── DATA ENTRIES

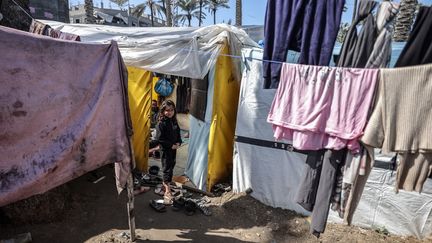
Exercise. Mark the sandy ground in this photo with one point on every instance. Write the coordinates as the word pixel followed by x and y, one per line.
pixel 95 213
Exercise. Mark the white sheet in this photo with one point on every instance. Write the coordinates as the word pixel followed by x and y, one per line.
pixel 180 51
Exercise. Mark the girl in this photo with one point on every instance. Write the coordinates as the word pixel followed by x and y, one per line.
pixel 168 137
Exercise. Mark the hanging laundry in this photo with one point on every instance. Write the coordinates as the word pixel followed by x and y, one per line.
pixel 358 46
pixel 322 107
pixel 418 49
pixel 381 51
pixel 183 95
pixel 306 26
pixel 402 122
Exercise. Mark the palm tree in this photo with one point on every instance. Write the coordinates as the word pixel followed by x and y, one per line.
pixel 238 13
pixel 404 19
pixel 167 9
pixel 214 5
pixel 88 6
pixel 201 4
pixel 152 5
pixel 119 3
pixel 190 9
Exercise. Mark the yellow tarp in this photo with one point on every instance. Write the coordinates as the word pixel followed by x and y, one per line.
pixel 140 95
pixel 221 141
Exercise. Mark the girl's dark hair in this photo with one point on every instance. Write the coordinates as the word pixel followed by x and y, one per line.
pixel 163 107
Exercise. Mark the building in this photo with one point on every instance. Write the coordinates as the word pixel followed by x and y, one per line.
pixel 114 17
pixel 57 10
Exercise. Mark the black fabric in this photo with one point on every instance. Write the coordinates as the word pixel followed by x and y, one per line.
pixel 357 47
pixel 167 133
pixel 183 95
pixel 317 184
pixel 168 160
pixel 198 103
pixel 268 144
pixel 418 49
pixel 306 26
pixel 306 193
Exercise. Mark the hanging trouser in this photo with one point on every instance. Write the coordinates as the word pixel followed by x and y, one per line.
pixel 306 26
pixel 168 160
pixel 418 49
pixel 333 159
pixel 317 185
pixel 306 193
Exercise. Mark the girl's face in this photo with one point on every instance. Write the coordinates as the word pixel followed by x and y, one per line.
pixel 169 111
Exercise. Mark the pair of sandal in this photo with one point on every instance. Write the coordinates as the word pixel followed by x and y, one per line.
pixel 159 207
pixel 189 206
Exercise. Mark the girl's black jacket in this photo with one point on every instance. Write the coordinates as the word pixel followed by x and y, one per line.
pixel 168 133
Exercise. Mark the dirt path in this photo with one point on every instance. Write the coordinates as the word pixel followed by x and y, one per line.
pixel 96 214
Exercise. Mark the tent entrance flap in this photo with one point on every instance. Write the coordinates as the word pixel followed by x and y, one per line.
pixel 225 101
pixel 140 95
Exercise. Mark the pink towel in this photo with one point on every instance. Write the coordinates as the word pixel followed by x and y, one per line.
pixel 322 107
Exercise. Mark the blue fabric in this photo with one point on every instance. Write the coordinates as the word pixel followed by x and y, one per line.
pixel 306 26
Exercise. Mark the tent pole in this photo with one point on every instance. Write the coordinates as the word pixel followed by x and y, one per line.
pixel 130 207
pixel 131 198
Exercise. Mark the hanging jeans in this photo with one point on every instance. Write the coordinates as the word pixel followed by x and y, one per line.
pixel 318 181
pixel 306 26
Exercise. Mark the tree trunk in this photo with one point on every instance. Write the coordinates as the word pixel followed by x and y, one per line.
pixel 151 13
pixel 404 20
pixel 238 12
pixel 200 17
pixel 13 16
pixel 168 12
pixel 88 6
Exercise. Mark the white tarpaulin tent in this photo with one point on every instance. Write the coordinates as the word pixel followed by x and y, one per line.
pixel 273 174
pixel 181 51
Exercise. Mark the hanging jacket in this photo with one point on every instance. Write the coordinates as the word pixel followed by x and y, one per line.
pixel 418 49
pixel 381 54
pixel 357 47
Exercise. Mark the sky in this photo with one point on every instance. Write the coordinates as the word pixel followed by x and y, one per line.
pixel 253 11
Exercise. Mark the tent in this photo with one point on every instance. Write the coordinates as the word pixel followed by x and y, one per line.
pixel 187 52
pixel 272 172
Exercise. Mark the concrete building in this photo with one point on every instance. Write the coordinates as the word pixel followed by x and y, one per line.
pixel 113 17
pixel 57 10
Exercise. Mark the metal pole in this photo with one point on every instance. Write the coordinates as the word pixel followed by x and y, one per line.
pixel 131 198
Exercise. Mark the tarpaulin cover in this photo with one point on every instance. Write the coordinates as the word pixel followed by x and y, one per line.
pixel 140 94
pixel 199 131
pixel 221 140
pixel 63 112
pixel 272 174
pixel 404 213
pixel 180 51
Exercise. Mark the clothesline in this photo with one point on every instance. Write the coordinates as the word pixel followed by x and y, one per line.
pixel 22 9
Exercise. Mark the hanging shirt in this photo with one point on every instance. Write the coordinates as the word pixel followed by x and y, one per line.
pixel 322 107
pixel 418 49
pixel 381 52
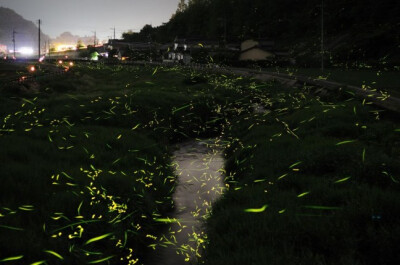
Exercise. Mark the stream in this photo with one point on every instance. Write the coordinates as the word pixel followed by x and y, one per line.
pixel 199 167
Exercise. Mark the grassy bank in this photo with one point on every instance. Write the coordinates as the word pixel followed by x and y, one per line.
pixel 310 181
pixel 86 162
pixel 368 78
pixel 87 175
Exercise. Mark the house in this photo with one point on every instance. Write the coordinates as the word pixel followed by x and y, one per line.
pixel 260 50
pixel 178 51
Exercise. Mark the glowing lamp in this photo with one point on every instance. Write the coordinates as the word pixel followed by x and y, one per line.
pixel 26 51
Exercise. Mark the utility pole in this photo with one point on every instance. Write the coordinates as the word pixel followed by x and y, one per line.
pixel 94 41
pixel 322 35
pixel 14 42
pixel 39 40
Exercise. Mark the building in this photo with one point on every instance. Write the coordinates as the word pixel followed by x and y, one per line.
pixel 260 50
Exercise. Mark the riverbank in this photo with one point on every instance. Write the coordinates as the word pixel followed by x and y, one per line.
pixel 86 158
pixel 88 174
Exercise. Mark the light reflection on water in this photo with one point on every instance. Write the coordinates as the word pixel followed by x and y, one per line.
pixel 199 167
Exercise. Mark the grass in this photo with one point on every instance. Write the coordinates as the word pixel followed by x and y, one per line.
pixel 86 159
pixel 376 79
pixel 87 169
pixel 310 181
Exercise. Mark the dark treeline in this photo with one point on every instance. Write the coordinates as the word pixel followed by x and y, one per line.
pixel 353 30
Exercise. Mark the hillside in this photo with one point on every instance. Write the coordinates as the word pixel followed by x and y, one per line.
pixel 27 31
pixel 355 32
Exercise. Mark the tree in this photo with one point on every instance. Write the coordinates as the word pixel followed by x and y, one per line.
pixel 181 6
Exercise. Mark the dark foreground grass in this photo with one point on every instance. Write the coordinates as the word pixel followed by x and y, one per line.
pixel 366 78
pixel 309 181
pixel 86 171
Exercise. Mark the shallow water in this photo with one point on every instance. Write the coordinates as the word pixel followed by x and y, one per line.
pixel 199 167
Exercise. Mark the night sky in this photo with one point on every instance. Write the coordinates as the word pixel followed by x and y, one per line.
pixel 82 17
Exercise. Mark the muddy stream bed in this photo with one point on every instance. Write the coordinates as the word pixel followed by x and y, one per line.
pixel 199 167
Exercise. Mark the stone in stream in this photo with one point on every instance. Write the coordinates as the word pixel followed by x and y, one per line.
pixel 198 166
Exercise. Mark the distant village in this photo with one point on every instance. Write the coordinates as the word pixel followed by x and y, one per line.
pixel 181 50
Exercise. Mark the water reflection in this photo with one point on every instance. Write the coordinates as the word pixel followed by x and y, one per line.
pixel 199 166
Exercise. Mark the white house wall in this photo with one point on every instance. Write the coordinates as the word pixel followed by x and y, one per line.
pixel 255 55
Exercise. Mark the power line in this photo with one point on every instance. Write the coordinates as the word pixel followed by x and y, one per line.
pixel 14 41
pixel 39 40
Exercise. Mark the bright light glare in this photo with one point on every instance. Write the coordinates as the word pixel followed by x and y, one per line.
pixel 65 47
pixel 26 51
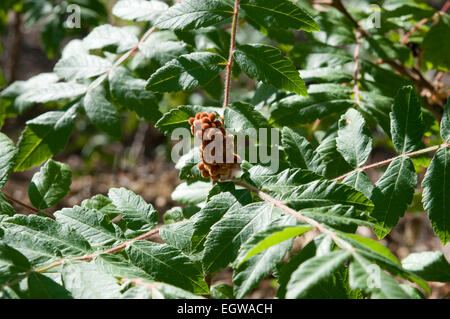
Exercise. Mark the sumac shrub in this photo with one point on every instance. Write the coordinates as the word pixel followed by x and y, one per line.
pixel 312 86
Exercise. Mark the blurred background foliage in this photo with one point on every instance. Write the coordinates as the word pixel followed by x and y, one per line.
pixel 32 37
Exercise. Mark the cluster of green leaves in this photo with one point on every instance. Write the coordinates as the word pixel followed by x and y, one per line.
pixel 56 18
pixel 225 225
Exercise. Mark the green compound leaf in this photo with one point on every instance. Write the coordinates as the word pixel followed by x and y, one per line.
pixel 44 136
pixel 167 264
pixel 12 264
pixel 354 141
pixel 8 154
pixel 194 14
pixel 138 215
pixel 397 187
pixel 265 63
pixel 406 121
pixel 50 184
pixel 187 72
pixel 139 10
pixel 313 271
pixel 436 193
pixel 102 113
pixel 81 67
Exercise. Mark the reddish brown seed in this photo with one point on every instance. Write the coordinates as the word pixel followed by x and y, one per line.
pixel 214 171
pixel 205 174
pixel 206 120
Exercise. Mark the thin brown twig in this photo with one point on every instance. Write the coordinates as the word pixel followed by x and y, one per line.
pixel 390 160
pixel 417 26
pixel 122 59
pixel 320 227
pixel 230 57
pixel 338 5
pixel 356 66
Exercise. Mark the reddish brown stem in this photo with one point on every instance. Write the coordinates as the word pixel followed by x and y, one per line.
pixel 416 27
pixel 109 251
pixel 388 161
pixel 230 57
pixel 356 66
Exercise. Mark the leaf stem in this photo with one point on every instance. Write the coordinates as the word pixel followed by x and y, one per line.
pixel 109 251
pixel 388 161
pixel 417 26
pixel 122 59
pixel 230 57
pixel 319 226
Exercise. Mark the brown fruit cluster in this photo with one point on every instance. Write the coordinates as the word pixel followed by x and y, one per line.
pixel 208 128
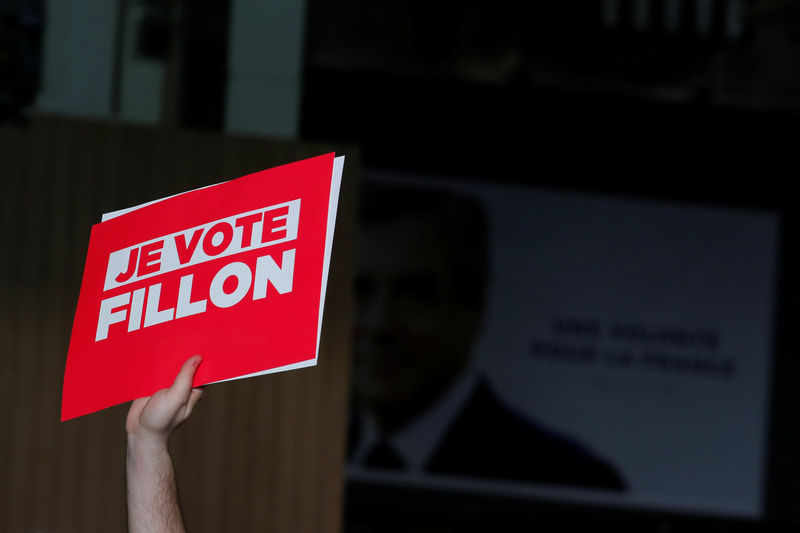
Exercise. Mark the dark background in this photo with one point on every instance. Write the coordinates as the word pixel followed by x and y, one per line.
pixel 591 96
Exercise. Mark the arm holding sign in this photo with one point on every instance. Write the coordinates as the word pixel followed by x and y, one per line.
pixel 152 494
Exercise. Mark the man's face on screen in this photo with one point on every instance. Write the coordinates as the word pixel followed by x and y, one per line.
pixel 411 335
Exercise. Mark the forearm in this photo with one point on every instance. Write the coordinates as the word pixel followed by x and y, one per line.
pixel 152 495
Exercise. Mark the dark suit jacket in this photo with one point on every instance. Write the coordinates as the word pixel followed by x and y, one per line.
pixel 489 440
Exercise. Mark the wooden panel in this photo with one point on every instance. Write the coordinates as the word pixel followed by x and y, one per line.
pixel 260 454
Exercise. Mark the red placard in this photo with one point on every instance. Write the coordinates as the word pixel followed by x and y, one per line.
pixel 235 272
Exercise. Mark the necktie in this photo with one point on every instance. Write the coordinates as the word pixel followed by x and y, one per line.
pixel 384 456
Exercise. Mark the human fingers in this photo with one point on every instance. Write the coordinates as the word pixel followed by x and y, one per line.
pixel 194 397
pixel 181 388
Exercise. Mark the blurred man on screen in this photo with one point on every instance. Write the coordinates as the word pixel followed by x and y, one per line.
pixel 420 406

────

# TASK DIRECTIONS
Extract the items word for word, starting at the line that contains "Exercise. Mark the forearm" and continuing through the last line of the items, with both ends included.

# THE ANSWER
Exercise. Mark the forearm in this photo with one point on every instance. Write the coordinates as the word pixel followed by x and y, one per line.
pixel 152 495
Exercise. Mark the dark suit jacket in this photo with one point on every instance. Write the coordinates as the word pixel followed by x and y, one per line.
pixel 489 440
Exercise. Mark the wooden panel in this photo with one point on every instance. Write the coordinates as the word pixel followed by x and y, one per line.
pixel 260 454
Exercise. Mark the red placard in this photo with one point on every instance. Write the coordinates as the word pixel followed by x and y, one per line.
pixel 235 272
Exercise. Mark the necktie in this photo with one point on every instance. Write the coordinates as the word pixel followed by x and y, one per line.
pixel 384 456
Exercise. Mark the human fingers in this photo with one point on every instance. Write the coordinates as the word pixel followed by x and y, one per line.
pixel 194 397
pixel 181 388
Exercise. Mark the blurred man on screen in this photo with one point on every instance. Write the coordinates as the word pixel followed by x and y, one per line.
pixel 420 406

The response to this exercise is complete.